PAGE EXTRACT:

CCI's Mini-Mag .22 LR ammunition more than lives up to its name ... here's why.

CCI Mini-Mag .22 LR Ammo: Hurls a 40-Grain at 1,235 FPS

CCI’s Mini-Mag .22 LR ammo delivers a 40-grain bullet at a velocity of 1,235 fps. More importantly, it feeds and functions beautifully in every pistol the author has tried, including his Beretta Model 71, which is his backup car gun.

We come now to a cartridge whose name is a contradiction in terms. The word “magnum” has been used (and more often misused) in a number of ways over the past century, but CCI’s Mini-Mag .22 LR sets a new standard. It might as easily have been called the “small-big,” but that doesn’t roll off the tongue quite so smoothly.

Having gotten that off my chest, my point is that the Mini-Mag more than lives up to its name(s). As a .22 Long Rifle, it’s small, handy, and relatively cheap. As a “mag,” it hurls a 40-grain solid bullet at a measured 1,235 fps, and it does so with a level of reliability, in every pistol I’ve tried, to an extent unmatched by any other ammunition.

RECORDED INFORMATION:
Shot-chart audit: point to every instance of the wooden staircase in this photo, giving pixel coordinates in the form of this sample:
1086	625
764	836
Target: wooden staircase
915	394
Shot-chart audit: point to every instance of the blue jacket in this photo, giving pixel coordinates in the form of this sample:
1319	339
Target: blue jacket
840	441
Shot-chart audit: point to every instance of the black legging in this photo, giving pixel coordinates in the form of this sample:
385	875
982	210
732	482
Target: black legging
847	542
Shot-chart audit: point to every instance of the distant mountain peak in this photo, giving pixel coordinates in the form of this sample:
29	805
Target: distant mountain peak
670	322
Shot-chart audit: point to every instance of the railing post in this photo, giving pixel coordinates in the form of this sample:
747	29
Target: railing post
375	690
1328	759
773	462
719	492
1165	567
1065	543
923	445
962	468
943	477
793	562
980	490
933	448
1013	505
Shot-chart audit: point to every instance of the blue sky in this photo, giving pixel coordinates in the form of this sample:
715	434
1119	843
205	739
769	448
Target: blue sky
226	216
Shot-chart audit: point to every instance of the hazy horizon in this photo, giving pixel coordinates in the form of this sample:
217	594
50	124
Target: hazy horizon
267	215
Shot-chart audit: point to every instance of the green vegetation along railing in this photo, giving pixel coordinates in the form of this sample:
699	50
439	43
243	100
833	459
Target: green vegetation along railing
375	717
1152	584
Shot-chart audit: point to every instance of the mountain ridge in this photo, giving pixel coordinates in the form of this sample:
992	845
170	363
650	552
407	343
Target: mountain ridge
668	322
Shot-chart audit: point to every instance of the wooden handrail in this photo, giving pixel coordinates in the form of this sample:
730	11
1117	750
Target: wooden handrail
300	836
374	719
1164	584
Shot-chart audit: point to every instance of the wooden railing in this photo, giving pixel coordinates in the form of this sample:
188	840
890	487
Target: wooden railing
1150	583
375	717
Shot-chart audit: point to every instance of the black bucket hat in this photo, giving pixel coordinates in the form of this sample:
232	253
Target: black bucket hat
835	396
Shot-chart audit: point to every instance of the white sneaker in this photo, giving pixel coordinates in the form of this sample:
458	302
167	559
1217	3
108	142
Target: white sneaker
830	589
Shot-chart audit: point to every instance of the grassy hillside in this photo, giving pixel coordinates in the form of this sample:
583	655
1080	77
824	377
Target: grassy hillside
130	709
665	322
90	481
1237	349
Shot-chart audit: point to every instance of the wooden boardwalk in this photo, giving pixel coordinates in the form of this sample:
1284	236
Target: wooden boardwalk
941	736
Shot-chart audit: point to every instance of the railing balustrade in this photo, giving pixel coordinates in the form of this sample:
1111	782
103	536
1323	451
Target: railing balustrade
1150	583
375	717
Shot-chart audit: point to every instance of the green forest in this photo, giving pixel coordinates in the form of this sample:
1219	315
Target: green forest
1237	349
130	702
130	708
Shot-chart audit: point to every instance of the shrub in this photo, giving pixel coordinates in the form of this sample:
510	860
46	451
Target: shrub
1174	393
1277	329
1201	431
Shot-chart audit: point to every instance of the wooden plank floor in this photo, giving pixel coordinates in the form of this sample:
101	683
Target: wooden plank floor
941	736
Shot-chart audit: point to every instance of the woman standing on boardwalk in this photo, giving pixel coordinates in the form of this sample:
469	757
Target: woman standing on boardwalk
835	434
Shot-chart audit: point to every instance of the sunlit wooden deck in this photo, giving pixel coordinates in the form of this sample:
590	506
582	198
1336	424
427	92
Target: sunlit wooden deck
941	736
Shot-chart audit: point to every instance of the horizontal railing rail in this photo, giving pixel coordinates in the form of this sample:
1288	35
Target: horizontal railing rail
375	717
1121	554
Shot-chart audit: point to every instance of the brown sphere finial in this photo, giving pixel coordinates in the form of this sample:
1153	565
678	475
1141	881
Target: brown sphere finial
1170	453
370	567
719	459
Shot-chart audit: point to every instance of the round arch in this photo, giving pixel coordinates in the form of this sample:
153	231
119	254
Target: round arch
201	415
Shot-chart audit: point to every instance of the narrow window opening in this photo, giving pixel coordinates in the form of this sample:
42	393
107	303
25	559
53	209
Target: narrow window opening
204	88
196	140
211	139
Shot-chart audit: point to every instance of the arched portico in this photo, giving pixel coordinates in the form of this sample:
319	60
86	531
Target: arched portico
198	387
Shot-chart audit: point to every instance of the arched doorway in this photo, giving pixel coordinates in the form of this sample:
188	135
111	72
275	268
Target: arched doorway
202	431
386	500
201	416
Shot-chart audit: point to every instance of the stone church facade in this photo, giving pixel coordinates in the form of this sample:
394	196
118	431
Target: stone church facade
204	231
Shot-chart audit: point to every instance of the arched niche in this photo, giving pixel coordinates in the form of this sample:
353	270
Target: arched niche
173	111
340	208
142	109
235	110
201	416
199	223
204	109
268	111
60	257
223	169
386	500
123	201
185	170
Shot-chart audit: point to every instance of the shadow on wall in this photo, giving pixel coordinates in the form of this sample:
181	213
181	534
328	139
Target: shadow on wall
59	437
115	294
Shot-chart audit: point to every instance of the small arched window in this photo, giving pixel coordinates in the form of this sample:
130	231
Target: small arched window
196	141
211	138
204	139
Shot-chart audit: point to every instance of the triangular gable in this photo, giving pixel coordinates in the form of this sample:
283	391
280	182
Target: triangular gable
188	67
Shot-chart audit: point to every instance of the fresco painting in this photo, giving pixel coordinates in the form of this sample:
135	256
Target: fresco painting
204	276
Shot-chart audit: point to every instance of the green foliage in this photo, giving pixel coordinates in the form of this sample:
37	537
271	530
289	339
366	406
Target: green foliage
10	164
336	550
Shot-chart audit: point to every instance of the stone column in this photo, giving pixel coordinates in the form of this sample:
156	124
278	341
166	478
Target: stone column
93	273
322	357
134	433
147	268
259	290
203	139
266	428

WHAT THIS EXERCISE ASKS:
A) Transcribe a passage from the ammunition review, beginning at the words "CCI’s Mini-Mag .22 LR ammo" and stopping after the words "backup car gun.".
B) Render the listing as a numbered list, omitting blank lines. Begin at the line that contains "Shot-chart audit: point to every instance of the fresco" and stop after the last line of the listing.
The listing is unrelated to the ammunition review.

EXPECTED OUTPUTS:
A)
CCI’s Mini-Mag .22 LR ammo delivers a 40-grain bullet at a velocity of 1,235 fps. More importantly, it feeds and functions beautifully in every pistol the author has tried, including his Beretta Model 71, which is his backup car gun.

B)
1. Shot-chart audit: point to every instance of the fresco painting in this photo, giving pixel coordinates in the form of this sample:
2. 135	256
3. Target: fresco painting
4. 204	276
5. Shot-chart audit: point to every instance of the green foliage in this photo, giving pixel coordinates in the form of this sample:
6. 37	537
7. 271	530
8. 289	339
9. 366	406
10. Target: green foliage
11. 10	164
12. 336	550
13. Shot-chart audit: point to every instance of the stone column in this photo, giving pixel coordinates in the form of this sample:
14. 156	124
15. 278	341
16. 166	478
17. Target: stone column
18. 93	273
19. 322	357
20. 134	433
21. 147	268
22. 259	290
23. 203	139
24. 266	428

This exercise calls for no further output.